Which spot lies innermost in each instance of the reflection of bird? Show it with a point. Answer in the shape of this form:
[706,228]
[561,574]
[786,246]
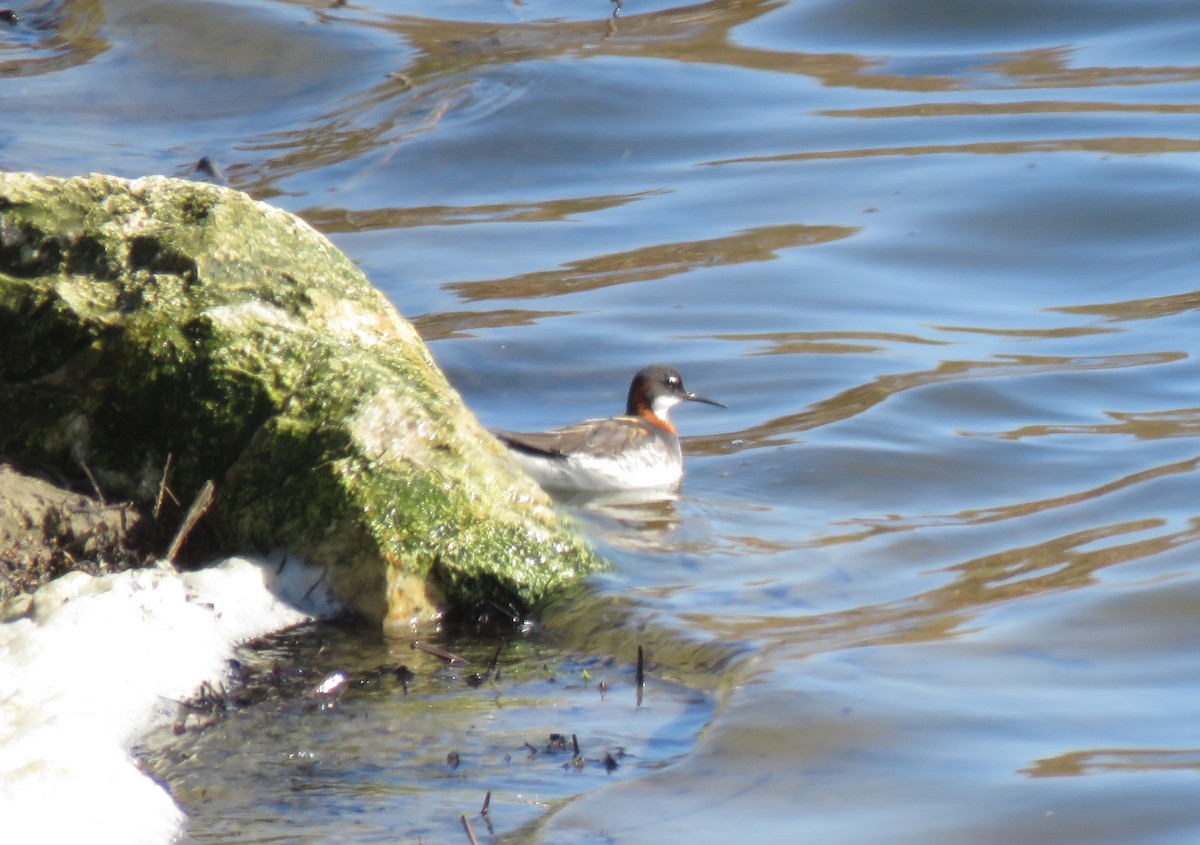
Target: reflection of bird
[637,450]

########################################

Reproduce every line of the records above word for word, leaving out the pictures.

### [Final result]
Which spot lies innermost in each instance of the reflection of bird? Show it with a point. Answer in the shape of this form:
[706,228]
[561,574]
[786,246]
Target: reflection of bird
[637,450]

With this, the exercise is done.